» **What the task asks**: Will you write out all the entries below exactly?

* begin *

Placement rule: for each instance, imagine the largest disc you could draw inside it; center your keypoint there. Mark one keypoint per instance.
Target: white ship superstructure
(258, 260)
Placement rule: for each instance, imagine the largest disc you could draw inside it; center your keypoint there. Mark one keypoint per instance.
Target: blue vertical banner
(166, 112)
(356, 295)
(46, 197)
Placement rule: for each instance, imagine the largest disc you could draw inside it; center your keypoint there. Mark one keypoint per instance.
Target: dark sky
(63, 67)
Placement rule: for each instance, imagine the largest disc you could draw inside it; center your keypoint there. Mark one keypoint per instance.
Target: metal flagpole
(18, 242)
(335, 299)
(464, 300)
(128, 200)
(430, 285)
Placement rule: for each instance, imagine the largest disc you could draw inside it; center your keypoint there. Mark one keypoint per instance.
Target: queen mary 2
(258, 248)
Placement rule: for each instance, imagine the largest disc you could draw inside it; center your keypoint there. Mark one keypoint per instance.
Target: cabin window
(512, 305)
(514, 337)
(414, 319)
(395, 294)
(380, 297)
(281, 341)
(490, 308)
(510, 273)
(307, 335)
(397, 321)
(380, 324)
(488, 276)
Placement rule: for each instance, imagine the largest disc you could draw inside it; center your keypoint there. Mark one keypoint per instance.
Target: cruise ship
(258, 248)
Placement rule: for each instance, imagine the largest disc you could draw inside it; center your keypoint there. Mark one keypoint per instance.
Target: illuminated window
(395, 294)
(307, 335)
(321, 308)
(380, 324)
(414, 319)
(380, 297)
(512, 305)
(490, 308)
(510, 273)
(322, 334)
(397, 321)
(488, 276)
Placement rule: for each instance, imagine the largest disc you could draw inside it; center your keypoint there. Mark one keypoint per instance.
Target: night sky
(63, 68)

* end *

» **Exercise solution**:
Placement rule: for each instance, imagine the largest disc you could draw inside it; center your keypoint there. Mark one keypoint per instance.
Target: white ship superstructure
(258, 260)
Placement rule: for each instance, imagine the largest disc you could draw inside it; center your keypoint there. Mark one keypoint per instance.
Target: blue vertical banner
(166, 112)
(356, 295)
(46, 197)
Placement rule: for each instance, imagine the largest disc you could draw inside it; center your keypoint there. Mark one keypoint per instance.
Target: dark sky
(63, 67)
Placement rule: for each instance, imagine the largest disc you could draw inside it; center your keypoint there. Mark one keypoint per instance.
Target: metal flagpole
(18, 242)
(335, 299)
(464, 300)
(128, 200)
(430, 285)
Placement rule: for each instance, imagine the largest disc you could draw inside it; center your keypoint there. Mark one keypoint per instance.
Target: queen mary 2
(258, 248)
Placement rule: for each instance, imagine the largest disc you could draw inside it; center your keypoint there. Mark one keypoint per instance.
Target: cabin window
(512, 305)
(514, 337)
(414, 319)
(395, 294)
(380, 297)
(281, 341)
(490, 308)
(510, 273)
(307, 335)
(397, 321)
(380, 324)
(488, 276)
Placement rule: for each instance, imagine the largest disc you could draw inside it; center your keypoint there. Mark one keypoint per instance.
Target: cruise ship
(258, 248)
Placement rule: for each instance, imagine the largest disc you could draw inside it; center your keypoint there. Mark one keypoint per instance.
Target: illuminated window
(395, 294)
(307, 335)
(321, 308)
(380, 324)
(414, 319)
(380, 297)
(512, 305)
(490, 308)
(510, 273)
(322, 334)
(397, 321)
(488, 276)
Placement rule: for each instance, imagine the largest disc you could draw inside it; center your keypoint there. Mark one keypoint per instance.
Target: night sky
(63, 68)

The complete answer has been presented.